Tribune de Tareq Oubrou, Recteur de la mosquée de Bordeaux
La liberté de conscience et d’expression est un acquis occidental incontesté et incontestable. Une avancée et un progrès philosophico-moral réels de notre humanité. Leur élan doit être irréversible. Le droit à la création intellectuelle et artistique participe de cette liberté. Toute concession dans ce domaine ne rendrait pas service à ce qui fait l’être humain : la liberté. Nous devons alors tous défendre et universaliser cette valeur cardinale.
Mais le reste du monde n’est pas occidental, ni très démocratique. Beaucoup de civilisations ne voient pas la liberté avec les mêmes yeux d’un Occident fortement sécularisé. Les libertés individuelles n’y incombent qu’aux personnes concernées et non pas à leur gouvernement et à leur Etat. Ce que beaucoup de manifestants dans le monde musulman ne savent pas. Dans cet univers culturel, le totalitarisme de l’Etat avait remplacé l’esprit tribal de jadis (la » asabiya d’Ibn-Khaldoun « ) et où le » je » de l’individu reste encore dilué dans un » nous » communautariste flou. En dépit du » printemps arabe « , cette mentalité persiste. La confusion entre l’Etat et le citoyen est totale, et la vidéo diffusée sur Internet est donc comprise comme une expression de l’Etat américain.
Cette lecture du monde justifie aux yeux de certains de s’en prendre à l’ambassadeur américain en Libye, qui était pourtant un grand ami du peuple libyen. Il s’agit là non seulement d’un crime et d’une transgression du droit international, mais d’une transgression d’un commandement du Prophète qui a interdit de s’attaquer aux ambassadeurs et aux émissaires. Cette interdiction, comme l’explique le Prophète, est un respect d’un droit international qui existait déjà à son époque. On assiste là à une ironie de l’histoire, lorsque des musulmans tuent pour le Prophète contre le Prophète.

> Données fournies:
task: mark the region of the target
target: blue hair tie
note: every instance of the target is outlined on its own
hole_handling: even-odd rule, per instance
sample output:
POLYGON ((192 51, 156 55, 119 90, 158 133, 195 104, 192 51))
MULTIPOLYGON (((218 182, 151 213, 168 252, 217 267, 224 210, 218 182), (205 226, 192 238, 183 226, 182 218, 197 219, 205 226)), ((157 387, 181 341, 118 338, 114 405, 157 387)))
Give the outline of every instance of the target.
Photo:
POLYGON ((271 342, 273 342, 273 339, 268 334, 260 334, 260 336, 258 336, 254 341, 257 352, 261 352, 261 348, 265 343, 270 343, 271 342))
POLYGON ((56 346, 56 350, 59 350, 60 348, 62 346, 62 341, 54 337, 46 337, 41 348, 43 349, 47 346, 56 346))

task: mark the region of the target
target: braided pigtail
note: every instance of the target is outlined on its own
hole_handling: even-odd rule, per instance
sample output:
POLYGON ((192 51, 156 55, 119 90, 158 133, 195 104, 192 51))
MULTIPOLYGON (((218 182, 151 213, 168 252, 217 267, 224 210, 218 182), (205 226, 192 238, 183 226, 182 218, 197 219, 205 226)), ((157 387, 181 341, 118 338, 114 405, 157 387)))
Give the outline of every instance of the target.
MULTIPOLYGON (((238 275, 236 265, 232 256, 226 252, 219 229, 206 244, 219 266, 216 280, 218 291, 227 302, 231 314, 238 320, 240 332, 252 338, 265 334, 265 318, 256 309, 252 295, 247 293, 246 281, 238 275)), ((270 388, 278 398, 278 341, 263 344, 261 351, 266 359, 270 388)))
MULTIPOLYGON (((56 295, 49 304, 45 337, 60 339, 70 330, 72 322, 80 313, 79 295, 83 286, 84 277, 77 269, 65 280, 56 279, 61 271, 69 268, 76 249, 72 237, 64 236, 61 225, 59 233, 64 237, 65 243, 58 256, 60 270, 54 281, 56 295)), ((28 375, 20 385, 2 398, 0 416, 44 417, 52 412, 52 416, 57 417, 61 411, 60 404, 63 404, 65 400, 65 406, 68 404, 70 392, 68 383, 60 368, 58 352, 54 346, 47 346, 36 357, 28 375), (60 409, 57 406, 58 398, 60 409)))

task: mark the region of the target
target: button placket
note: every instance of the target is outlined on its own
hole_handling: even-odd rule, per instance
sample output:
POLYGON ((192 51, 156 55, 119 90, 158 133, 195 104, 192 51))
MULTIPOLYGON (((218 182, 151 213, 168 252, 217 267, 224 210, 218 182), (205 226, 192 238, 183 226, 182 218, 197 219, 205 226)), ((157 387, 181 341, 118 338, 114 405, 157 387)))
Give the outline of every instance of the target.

> Exercice:
Dans la tribune, relevez toutes les manières dont l'attaque contre l'ambassadeur américain en Libye est qualifiée.

> Réponse:
- un crime
- une transgression du droit international
- une transgression d'un commandement du Prophète